### [EXTRACTED ENTRIES]
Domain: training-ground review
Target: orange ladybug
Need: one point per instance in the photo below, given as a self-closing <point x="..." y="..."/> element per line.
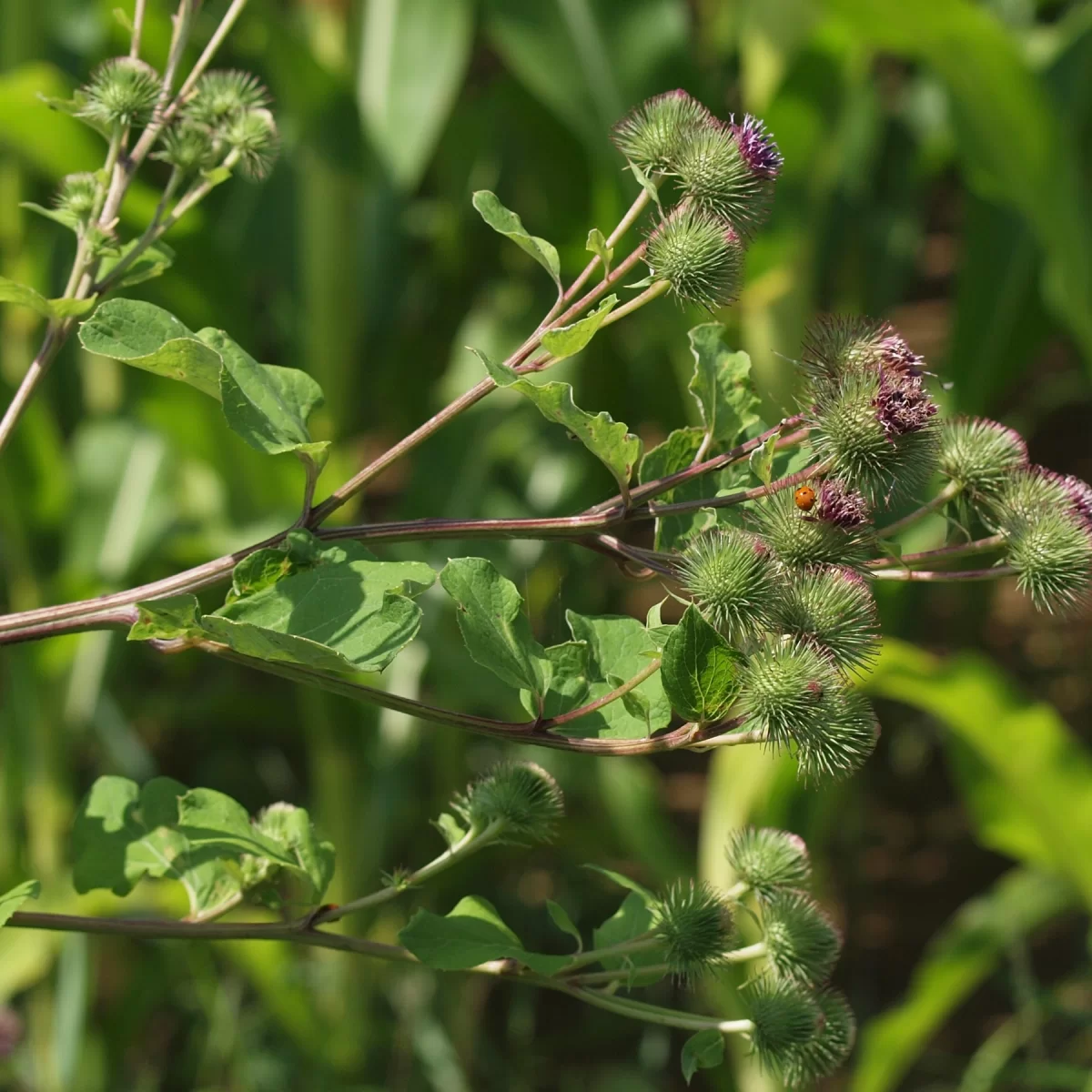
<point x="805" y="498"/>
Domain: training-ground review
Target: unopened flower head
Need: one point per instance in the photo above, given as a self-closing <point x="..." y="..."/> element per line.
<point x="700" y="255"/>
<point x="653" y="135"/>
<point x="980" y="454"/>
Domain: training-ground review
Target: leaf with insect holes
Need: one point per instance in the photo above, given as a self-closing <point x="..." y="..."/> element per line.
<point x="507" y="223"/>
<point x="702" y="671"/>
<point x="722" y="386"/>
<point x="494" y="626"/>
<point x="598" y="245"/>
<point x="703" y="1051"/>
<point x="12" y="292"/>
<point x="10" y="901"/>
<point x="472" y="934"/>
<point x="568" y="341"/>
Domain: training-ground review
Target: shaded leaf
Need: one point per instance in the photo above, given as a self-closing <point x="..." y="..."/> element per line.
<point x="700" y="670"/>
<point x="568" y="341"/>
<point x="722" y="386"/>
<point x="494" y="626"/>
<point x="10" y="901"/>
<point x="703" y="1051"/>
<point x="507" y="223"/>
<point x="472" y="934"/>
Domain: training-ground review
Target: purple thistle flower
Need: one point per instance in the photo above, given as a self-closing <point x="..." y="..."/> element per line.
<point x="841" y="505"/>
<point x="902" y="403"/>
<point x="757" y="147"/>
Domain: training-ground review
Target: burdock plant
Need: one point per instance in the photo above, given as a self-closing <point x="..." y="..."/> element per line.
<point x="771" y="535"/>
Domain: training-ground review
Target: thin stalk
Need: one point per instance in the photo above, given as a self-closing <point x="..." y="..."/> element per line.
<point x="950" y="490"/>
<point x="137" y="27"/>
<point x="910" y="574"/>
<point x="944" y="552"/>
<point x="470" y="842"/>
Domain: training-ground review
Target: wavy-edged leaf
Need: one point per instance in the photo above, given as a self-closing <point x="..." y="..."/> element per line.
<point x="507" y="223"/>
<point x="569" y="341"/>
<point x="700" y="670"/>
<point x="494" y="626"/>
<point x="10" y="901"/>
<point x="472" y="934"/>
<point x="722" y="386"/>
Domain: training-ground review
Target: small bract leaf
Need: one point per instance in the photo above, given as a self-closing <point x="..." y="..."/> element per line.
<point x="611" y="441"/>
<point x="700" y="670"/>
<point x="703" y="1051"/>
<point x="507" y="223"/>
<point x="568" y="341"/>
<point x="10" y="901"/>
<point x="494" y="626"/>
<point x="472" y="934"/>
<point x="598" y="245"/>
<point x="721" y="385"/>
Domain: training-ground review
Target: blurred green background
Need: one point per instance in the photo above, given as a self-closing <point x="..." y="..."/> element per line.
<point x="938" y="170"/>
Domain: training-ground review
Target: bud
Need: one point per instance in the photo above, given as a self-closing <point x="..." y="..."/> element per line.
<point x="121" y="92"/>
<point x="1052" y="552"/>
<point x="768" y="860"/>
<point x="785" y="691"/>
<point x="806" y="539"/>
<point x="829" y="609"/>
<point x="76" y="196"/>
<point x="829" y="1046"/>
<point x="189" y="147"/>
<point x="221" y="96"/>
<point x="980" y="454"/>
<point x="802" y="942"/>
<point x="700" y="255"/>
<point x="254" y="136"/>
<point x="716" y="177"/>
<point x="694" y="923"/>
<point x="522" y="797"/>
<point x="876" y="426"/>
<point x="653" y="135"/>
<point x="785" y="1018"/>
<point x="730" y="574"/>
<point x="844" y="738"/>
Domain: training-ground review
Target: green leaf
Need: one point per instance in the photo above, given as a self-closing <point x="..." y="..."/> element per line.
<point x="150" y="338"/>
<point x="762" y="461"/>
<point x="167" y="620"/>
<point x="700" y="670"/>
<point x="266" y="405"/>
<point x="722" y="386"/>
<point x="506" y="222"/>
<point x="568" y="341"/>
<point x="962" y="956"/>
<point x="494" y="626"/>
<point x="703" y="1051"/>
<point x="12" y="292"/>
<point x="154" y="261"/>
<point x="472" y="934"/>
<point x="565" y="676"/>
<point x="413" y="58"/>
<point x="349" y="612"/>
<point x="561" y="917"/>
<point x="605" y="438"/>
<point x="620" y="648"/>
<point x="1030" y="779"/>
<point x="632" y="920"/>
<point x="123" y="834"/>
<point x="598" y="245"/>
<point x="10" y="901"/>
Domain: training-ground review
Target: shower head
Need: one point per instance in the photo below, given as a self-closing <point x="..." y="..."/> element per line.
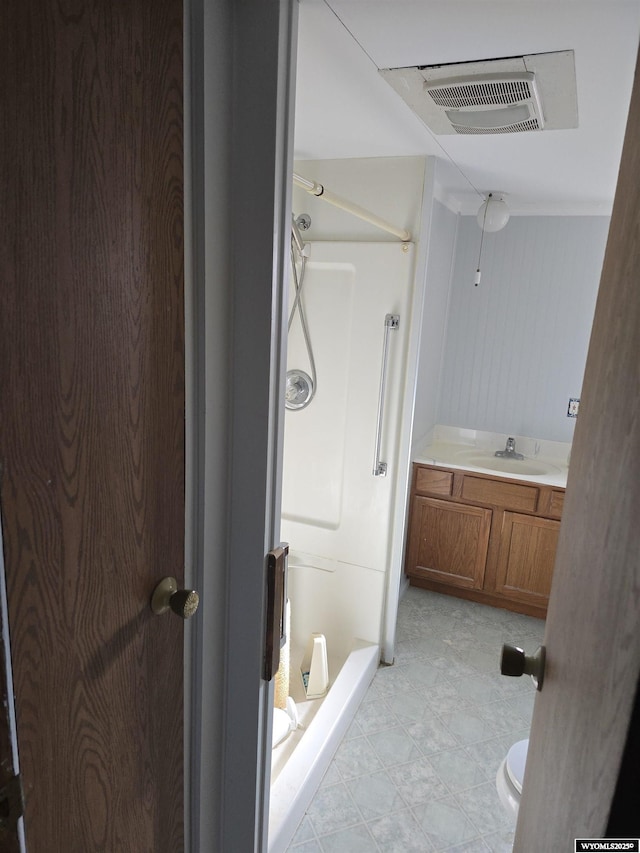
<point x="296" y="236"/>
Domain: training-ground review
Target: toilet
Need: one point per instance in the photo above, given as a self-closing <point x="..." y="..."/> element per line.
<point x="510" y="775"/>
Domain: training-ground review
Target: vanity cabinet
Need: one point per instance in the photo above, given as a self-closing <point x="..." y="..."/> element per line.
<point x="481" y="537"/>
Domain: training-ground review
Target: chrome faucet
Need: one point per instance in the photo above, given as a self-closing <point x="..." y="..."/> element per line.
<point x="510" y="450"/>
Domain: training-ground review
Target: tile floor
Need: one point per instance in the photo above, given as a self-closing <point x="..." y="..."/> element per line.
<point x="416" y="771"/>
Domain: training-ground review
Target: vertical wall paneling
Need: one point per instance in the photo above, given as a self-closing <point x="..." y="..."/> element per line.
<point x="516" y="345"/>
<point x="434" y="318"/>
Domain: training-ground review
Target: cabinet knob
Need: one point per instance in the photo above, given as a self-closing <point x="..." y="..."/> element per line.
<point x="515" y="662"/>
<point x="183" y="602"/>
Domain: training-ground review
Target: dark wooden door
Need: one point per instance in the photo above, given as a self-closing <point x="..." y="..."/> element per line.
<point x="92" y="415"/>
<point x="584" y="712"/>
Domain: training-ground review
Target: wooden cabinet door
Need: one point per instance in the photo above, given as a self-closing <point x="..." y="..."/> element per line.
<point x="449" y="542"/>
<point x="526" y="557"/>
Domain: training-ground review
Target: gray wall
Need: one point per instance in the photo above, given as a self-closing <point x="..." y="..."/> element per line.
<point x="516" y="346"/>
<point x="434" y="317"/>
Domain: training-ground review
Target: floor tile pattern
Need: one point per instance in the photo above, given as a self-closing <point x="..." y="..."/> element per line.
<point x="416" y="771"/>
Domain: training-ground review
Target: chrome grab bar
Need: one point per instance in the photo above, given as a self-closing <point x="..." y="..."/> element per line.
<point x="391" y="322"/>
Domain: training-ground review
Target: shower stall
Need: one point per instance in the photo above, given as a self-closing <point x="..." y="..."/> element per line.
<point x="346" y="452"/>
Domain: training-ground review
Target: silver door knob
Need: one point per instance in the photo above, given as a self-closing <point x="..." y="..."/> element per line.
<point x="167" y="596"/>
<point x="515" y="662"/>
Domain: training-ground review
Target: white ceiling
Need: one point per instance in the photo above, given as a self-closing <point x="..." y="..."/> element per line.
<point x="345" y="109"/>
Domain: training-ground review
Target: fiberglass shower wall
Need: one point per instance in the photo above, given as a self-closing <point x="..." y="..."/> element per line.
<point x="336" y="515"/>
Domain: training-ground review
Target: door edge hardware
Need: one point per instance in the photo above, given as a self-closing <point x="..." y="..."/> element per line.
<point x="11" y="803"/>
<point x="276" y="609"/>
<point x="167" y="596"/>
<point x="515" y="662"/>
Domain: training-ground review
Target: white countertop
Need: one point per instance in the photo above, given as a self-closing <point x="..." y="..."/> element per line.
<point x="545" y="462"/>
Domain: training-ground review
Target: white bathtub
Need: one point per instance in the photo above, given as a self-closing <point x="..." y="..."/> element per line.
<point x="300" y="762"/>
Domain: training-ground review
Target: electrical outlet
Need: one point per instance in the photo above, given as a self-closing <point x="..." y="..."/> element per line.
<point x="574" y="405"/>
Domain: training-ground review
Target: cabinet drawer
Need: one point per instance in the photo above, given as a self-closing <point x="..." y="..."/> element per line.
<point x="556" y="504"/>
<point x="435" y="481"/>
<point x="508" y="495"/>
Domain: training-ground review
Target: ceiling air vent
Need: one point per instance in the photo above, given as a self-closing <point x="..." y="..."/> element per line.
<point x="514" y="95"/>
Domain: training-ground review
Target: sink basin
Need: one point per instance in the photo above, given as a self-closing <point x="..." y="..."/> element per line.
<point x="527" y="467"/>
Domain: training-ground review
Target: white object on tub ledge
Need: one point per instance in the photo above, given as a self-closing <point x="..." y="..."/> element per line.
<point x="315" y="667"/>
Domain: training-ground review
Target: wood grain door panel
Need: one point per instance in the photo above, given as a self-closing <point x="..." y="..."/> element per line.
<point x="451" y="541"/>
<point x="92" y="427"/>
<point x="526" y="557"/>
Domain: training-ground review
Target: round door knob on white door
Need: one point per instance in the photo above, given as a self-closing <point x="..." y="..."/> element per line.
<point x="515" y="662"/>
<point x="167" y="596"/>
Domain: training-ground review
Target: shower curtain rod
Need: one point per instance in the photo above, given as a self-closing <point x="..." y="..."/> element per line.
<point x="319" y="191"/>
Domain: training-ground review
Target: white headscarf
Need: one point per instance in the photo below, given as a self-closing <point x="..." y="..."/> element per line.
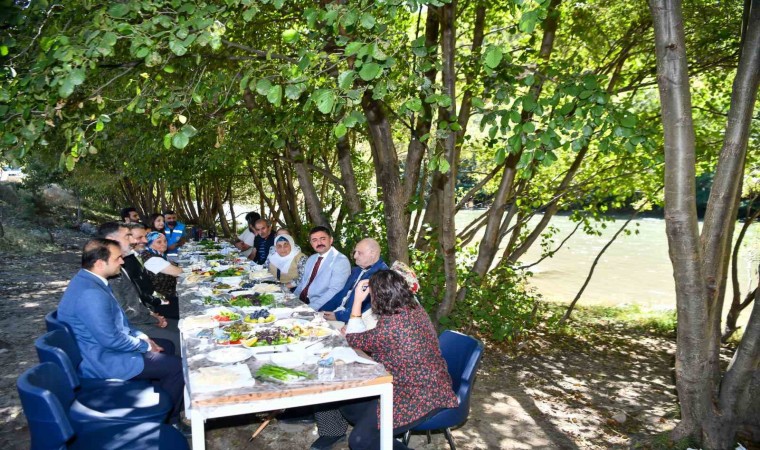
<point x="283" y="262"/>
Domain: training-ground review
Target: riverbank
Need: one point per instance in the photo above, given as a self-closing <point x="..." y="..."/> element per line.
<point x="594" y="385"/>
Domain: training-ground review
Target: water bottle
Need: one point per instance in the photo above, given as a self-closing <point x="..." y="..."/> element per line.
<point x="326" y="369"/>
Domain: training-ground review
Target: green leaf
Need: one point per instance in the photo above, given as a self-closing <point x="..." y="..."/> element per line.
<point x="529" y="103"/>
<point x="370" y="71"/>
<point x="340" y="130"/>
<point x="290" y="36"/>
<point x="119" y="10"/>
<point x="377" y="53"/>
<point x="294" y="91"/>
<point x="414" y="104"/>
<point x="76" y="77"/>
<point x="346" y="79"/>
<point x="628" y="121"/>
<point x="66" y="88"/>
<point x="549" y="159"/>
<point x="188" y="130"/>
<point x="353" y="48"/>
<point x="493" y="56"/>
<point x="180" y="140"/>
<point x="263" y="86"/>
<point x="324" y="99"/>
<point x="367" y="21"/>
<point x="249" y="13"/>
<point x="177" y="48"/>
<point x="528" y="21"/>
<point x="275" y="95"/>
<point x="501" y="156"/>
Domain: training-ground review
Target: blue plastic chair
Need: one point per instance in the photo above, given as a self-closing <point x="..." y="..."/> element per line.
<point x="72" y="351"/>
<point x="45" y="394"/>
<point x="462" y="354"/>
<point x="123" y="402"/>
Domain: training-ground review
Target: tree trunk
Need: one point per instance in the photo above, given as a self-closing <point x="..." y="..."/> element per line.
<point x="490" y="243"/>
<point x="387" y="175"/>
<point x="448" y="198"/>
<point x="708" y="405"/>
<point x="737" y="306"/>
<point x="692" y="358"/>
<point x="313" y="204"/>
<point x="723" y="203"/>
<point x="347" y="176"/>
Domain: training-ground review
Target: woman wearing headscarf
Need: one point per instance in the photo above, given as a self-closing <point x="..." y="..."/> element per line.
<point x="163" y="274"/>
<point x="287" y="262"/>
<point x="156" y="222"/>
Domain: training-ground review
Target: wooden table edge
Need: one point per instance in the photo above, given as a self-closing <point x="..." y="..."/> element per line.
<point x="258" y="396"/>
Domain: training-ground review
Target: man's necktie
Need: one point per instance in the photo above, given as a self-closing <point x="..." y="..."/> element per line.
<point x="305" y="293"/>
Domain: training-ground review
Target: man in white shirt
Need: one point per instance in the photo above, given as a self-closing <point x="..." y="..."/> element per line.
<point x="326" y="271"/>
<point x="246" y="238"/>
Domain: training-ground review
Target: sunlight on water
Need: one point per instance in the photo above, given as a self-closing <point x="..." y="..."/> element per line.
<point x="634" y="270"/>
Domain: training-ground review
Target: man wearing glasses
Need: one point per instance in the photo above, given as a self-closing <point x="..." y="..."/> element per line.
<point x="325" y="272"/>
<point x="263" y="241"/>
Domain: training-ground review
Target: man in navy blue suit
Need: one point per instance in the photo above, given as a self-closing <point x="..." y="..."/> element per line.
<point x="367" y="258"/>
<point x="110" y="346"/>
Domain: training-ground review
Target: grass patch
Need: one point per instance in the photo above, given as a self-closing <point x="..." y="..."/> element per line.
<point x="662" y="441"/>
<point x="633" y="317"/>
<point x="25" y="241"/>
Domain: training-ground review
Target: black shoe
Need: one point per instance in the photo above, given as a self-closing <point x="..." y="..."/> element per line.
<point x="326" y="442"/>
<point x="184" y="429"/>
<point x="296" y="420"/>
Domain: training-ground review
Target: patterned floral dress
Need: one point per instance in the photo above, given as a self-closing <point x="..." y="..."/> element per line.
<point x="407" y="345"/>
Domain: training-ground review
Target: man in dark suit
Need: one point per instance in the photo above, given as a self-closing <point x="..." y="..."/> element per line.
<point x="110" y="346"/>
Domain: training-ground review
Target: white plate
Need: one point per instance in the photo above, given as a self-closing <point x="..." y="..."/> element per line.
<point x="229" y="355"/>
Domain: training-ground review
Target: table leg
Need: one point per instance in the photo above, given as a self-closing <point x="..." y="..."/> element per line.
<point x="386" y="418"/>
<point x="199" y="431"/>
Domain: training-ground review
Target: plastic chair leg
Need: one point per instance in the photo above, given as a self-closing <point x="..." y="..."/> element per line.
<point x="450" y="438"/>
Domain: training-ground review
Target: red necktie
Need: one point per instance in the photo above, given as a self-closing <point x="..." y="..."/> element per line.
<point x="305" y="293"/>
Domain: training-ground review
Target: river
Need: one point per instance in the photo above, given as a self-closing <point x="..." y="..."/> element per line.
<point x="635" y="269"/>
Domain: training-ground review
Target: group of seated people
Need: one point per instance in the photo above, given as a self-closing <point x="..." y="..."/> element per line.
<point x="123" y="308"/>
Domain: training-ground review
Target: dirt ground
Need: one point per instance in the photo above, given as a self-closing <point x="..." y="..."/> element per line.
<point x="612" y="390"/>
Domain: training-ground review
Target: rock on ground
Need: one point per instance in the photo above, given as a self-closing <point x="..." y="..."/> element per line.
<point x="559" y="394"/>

### [WHAT YOU ARE ASKED TO DO]
Identify each line of the records above that contains the word "cabinet", and copy those lines.

### [SOLUTION FOR THIS PROBLEM]
Target: vanity cabinet
Target: cabinet knob
Target: wooden cabinet door
Target: cabinet drawer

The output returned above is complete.